## Work instructions
Copy out the rows from the line that has "Can you find the wall" through the last row, changing "on each line" to "per line" and leaving everything else the same. Give only those rows.

## Supplied data
.....

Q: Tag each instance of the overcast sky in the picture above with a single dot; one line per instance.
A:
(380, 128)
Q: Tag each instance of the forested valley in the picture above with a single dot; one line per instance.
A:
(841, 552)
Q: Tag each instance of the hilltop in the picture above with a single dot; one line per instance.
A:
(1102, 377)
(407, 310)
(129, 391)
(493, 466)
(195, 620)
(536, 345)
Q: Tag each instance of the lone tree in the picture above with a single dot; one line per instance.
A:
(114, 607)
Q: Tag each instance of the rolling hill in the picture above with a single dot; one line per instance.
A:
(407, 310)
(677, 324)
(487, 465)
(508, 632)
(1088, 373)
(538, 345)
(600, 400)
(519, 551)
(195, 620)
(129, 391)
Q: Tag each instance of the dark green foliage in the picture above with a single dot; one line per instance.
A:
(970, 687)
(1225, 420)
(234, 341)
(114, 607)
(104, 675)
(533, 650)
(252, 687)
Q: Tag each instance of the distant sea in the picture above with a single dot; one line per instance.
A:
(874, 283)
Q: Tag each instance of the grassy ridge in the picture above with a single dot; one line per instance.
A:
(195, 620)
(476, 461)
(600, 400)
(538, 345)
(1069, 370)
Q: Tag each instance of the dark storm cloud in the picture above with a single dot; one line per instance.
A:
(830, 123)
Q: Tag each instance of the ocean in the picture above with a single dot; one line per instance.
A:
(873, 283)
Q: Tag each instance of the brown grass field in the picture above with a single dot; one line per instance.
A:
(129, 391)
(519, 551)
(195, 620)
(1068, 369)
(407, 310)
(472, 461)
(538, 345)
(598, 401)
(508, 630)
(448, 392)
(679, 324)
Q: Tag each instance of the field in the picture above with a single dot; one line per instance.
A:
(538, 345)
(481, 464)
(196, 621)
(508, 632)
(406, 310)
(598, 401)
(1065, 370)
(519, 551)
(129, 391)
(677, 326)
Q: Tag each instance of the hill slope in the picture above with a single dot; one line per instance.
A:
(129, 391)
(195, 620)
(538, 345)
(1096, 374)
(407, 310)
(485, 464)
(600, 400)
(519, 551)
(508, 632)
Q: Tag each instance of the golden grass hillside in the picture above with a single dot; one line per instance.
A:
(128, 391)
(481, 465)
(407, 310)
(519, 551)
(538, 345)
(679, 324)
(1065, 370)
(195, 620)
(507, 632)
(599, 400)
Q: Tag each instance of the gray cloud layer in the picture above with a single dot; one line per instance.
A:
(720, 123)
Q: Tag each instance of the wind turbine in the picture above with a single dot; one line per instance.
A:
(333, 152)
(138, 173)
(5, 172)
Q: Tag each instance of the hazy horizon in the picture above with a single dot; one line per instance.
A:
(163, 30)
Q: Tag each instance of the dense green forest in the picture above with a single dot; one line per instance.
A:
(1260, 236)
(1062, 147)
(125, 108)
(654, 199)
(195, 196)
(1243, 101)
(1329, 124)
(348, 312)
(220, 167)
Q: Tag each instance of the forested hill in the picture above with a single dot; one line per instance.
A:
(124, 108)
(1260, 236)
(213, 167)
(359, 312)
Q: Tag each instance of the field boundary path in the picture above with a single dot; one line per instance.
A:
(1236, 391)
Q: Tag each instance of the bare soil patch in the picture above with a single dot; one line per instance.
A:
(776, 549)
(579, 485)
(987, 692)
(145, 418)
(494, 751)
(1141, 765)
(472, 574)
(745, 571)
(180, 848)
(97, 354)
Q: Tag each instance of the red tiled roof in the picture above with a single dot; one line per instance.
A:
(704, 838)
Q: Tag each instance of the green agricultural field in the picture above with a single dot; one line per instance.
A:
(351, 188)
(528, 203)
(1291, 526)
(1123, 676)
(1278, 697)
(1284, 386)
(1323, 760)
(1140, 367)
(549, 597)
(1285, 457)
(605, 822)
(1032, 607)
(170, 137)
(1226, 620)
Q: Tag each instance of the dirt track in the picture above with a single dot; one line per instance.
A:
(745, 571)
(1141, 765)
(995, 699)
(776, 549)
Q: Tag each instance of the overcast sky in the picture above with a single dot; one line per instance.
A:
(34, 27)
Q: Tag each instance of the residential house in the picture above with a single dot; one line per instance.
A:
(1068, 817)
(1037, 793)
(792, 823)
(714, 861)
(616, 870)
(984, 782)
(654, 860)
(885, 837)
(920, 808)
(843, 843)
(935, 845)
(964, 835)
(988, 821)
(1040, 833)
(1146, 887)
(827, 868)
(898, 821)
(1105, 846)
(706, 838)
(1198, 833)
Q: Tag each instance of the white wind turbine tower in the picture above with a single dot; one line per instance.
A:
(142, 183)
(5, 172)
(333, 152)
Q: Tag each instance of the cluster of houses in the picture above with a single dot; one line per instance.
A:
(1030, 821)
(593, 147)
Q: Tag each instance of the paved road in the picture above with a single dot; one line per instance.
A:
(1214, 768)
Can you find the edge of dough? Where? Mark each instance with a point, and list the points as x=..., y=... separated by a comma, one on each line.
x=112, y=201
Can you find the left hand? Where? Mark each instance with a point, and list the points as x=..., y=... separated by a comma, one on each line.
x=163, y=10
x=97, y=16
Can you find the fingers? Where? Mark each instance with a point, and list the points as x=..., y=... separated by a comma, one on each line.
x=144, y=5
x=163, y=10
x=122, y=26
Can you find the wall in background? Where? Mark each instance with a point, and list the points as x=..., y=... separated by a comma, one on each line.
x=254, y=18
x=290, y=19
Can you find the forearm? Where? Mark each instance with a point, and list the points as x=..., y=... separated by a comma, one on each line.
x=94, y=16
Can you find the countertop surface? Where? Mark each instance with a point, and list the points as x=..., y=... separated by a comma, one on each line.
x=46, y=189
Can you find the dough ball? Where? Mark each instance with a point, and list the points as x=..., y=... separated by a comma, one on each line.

.....

## Reply to the task
Can you find the wall in background? Where? Mark each instance with a point, and list the points as x=..., y=... separated by a comma, one per line.
x=254, y=18
x=290, y=19
Can you find the forearm? Where? Mark each instance with a point, and list the points as x=..., y=... separated by a comma, one per line.
x=94, y=16
Can you find the countertop surface? Where? Mark each instance with a point, and list the points as x=..., y=... separated by a comma, one per line.
x=46, y=189
Can you find the dough ball? Where? Mark each instance with a point, and list the points as x=..., y=... separated by a comma, one per line.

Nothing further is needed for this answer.